Exercise goal — Without including any images, please transcribe all the lines below exactly.

Supplied material —
╔══

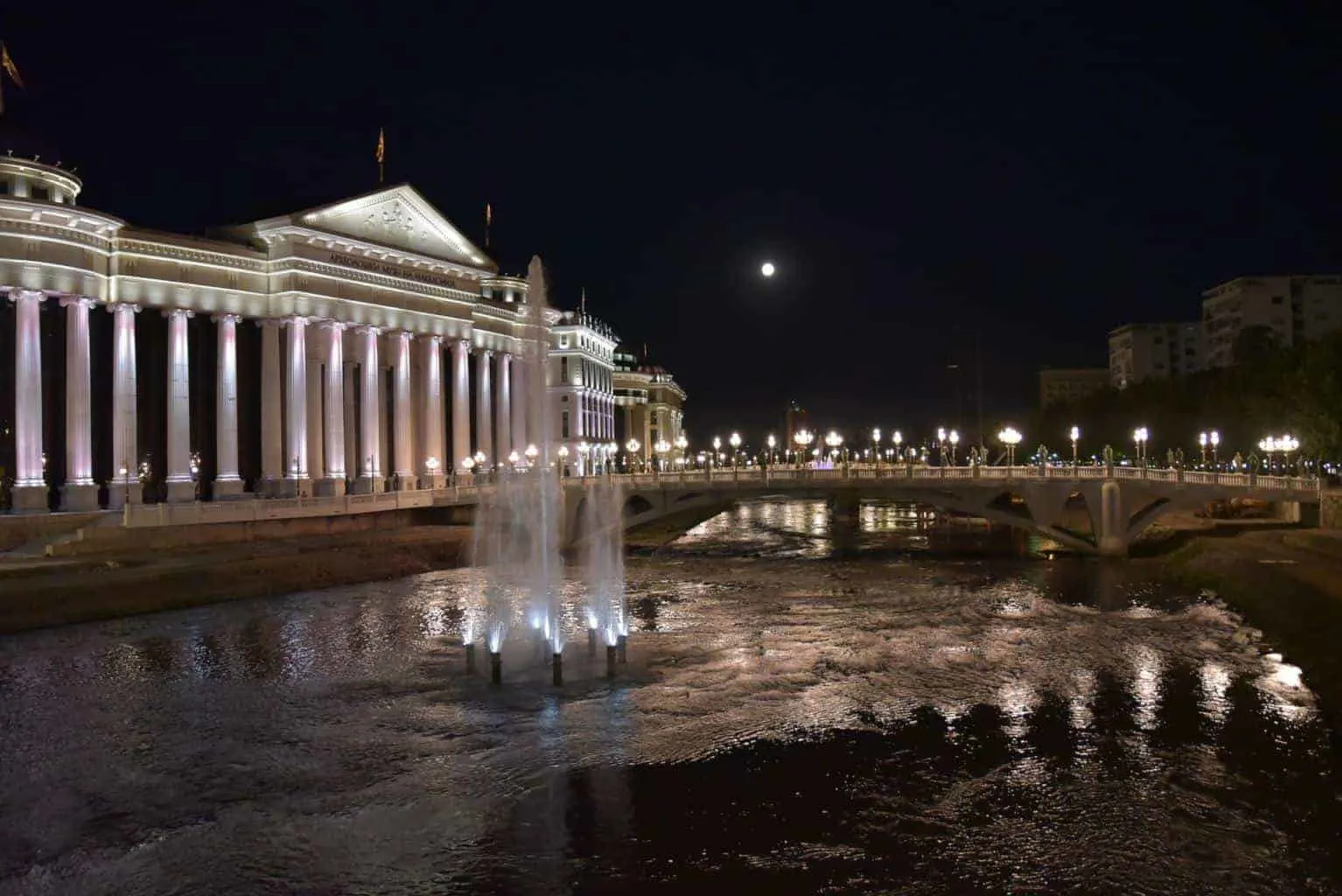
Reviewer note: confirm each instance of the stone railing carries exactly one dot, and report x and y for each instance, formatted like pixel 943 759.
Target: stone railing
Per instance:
pixel 756 476
pixel 263 508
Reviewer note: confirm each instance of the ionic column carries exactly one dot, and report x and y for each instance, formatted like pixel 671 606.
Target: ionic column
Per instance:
pixel 180 485
pixel 521 367
pixel 484 407
pixel 432 420
pixel 227 480
pixel 296 404
pixel 504 407
pixel 80 491
pixel 460 405
pixel 30 486
pixel 125 483
pixel 371 462
pixel 402 415
pixel 333 332
pixel 271 408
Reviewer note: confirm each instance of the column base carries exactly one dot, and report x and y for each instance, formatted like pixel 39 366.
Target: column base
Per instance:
pixel 118 494
pixel 368 485
pixel 227 488
pixel 181 493
pixel 78 498
pixel 294 487
pixel 30 500
pixel 329 487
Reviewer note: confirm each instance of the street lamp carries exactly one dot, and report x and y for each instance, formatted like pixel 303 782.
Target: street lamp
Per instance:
pixel 1140 438
pixel 803 439
pixel 834 440
pixel 1010 438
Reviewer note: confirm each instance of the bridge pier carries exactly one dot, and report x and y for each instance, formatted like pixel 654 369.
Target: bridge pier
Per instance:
pixel 1111 538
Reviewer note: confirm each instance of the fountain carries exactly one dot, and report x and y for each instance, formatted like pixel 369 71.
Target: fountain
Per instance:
pixel 515 540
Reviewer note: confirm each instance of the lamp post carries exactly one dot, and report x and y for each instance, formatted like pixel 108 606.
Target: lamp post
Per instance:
pixel 1010 438
pixel 1140 438
pixel 803 439
pixel 834 442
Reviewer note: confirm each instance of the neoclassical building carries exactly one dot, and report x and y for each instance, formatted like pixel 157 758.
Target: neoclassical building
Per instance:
pixel 362 345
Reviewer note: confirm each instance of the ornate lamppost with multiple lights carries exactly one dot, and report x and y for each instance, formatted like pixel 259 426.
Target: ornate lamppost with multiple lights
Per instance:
pixel 803 439
pixel 1010 436
pixel 1140 438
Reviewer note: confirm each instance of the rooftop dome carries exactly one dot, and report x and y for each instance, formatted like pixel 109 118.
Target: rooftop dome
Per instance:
pixel 38 181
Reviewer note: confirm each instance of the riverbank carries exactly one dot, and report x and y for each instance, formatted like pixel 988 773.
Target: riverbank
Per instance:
pixel 43 592
pixel 1287 583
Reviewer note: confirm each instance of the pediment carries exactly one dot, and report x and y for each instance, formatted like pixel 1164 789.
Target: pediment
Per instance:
pixel 397 218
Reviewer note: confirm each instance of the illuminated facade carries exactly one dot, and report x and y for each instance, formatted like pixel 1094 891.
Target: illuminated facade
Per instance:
pixel 650 408
pixel 357 346
pixel 581 384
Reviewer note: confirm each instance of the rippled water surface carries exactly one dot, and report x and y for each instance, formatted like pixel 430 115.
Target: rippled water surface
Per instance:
pixel 793 718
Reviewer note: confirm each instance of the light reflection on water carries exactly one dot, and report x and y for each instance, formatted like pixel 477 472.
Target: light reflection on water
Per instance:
pixel 786 724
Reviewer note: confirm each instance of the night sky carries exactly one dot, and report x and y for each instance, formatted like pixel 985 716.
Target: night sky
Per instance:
pixel 955 175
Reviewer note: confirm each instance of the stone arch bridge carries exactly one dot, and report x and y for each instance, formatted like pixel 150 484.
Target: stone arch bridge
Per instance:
pixel 1122 502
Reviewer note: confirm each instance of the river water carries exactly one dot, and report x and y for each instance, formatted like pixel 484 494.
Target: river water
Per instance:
pixel 801 712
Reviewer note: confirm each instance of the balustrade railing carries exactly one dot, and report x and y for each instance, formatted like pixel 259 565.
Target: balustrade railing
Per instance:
pixel 745 478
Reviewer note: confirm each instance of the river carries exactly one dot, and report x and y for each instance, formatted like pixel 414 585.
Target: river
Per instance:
pixel 801 712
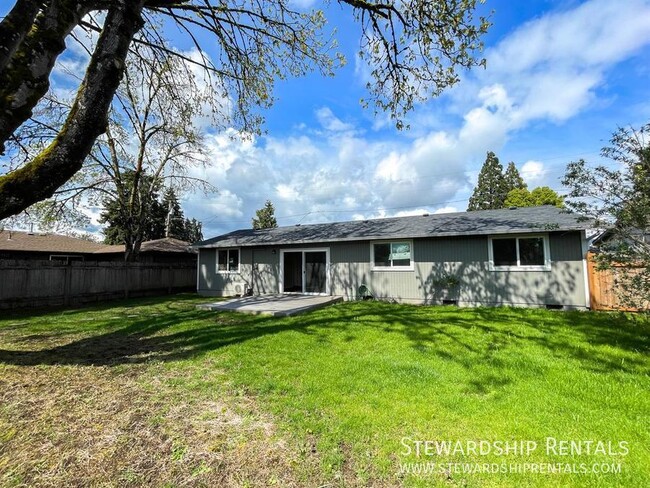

╚══

Solution to this problem —
Reviewer note: confirm each instance of the stone railing carries exactly one dot, and report x and y for each instance, formatted like pixel 943 759.
Target: stone railing
Per instance:
pixel 756 476
pixel 263 508
Reviewer note: confirm each instance of the ionic column carries exactly one dot, and report x and y for each instance, formatted like pixel 671 606.
Target: ionic column
Per instance:
pixel 180 485
pixel 521 367
pixel 484 407
pixel 432 420
pixel 227 480
pixel 296 404
pixel 504 407
pixel 80 491
pixel 460 405
pixel 30 486
pixel 125 483
pixel 371 462
pixel 402 415
pixel 333 332
pixel 271 408
Reviewer note: confirm each instance of the column base carries exactly one dot, and report x and y for each instance, formatted like pixel 39 366.
Target: column base
Per instance:
pixel 118 494
pixel 368 485
pixel 227 488
pixel 181 493
pixel 78 498
pixel 294 487
pixel 30 500
pixel 329 487
Reviewer note: confirm each instance of the street lamp carries exactly one dot, and report x and y for each instance, formatted like pixel 303 782.
Target: street lamp
Per instance:
pixel 1140 438
pixel 803 439
pixel 834 440
pixel 1010 438
Reviewer note: confirm each instance of the bridge pier carries exactly one dot, and report x and y for each instance, formatted like pixel 654 369.
Target: bridge pier
Per instance:
pixel 1111 538
Reviewer note: confirm each instance of the fountain carries exactly one dot, and report x and y for each instance, formatted like pixel 369 71.
Target: fountain
Per instance:
pixel 515 540
Reviewer note: confirm each instance of the lamp post carries exactly one dot, and report x and y for each instance, formatted like pixel 108 606.
Target: lamp post
Per instance:
pixel 1010 438
pixel 1140 438
pixel 803 439
pixel 834 442
Reviewer note: confirm each instance of the neoclassical building carries exactly one dot, and report x and y for each instance, formatted like pixel 157 758.
Target: neoclassical building
Per instance:
pixel 362 345
Reviewer note: confirm each instance of the ornate lamppost with multiple lights carries exactly one dot, and report x and y for each instance, formatted like pixel 259 426.
Target: ornate lamppost with multiple lights
Per instance:
pixel 803 439
pixel 1010 436
pixel 1140 438
Reviewer note: confirm each instance of the rooftop dome carries exactly one dot, and report x and y for each instance, formatted like pixel 109 118.
Target: rooftop dome
Per instance:
pixel 38 181
Reviewer note: confirm each instance of the riverbank carries exactly one dot, and report x and y for each instance, formatted like pixel 988 773.
Target: riverbank
Per instance:
pixel 43 592
pixel 1287 583
Reviewer note: confirm each instance of the pediment carries exactly one dot, and report x and y for each instance, formatted like pixel 1164 789.
Target: pediment
Per instance:
pixel 397 218
Reviewer note: confirm each instance of the illuminated facade carries exactly one dot, and report x and y for each instance, formatted like pixel 1094 891.
Target: illuminated facade
Per instance:
pixel 650 408
pixel 357 346
pixel 581 384
Reviewer note: confirm each instance of the rippled water surface carries exactly one dot, and report x and y for each instance, formatted like pixel 430 115.
Target: rippled water surface
Per instance:
pixel 793 718
Reviewer note: confirm each instance of the light reflection on water carries exactly one dot, and report x and y for each instance, formatted like pixel 477 472.
Target: light reflection on water
Per instance:
pixel 786 724
Reviewer note: confirm each instance of the night sky carries exactly one dot, and report x and y for each instance, formatted like pixel 985 716.
Target: night sky
Per instance:
pixel 955 175
Reviewer note: confirm each instance of the stone arch bridge carries exactly one dot, and report x and y for each instance, formatted like pixel 150 484.
Target: stone arch bridge
Per instance:
pixel 1122 502
Reviewer note: confirm each instance of the river water carries exactly one dot, and report x and y for each instance, formatted like pixel 484 494.
Target: river water
Per instance:
pixel 801 712
Reviewer note: confirm each instance of the balustrade railing carries exactly one dot, and report x and y for each instance, formatted like pixel 259 565.
Target: balustrade railing
Per instance:
pixel 745 478
Reviewer note: confirm each instance of the river carries exactly one dot, and report x and y for each instance, formatted like pixel 414 585.
Target: river
Per instance:
pixel 801 712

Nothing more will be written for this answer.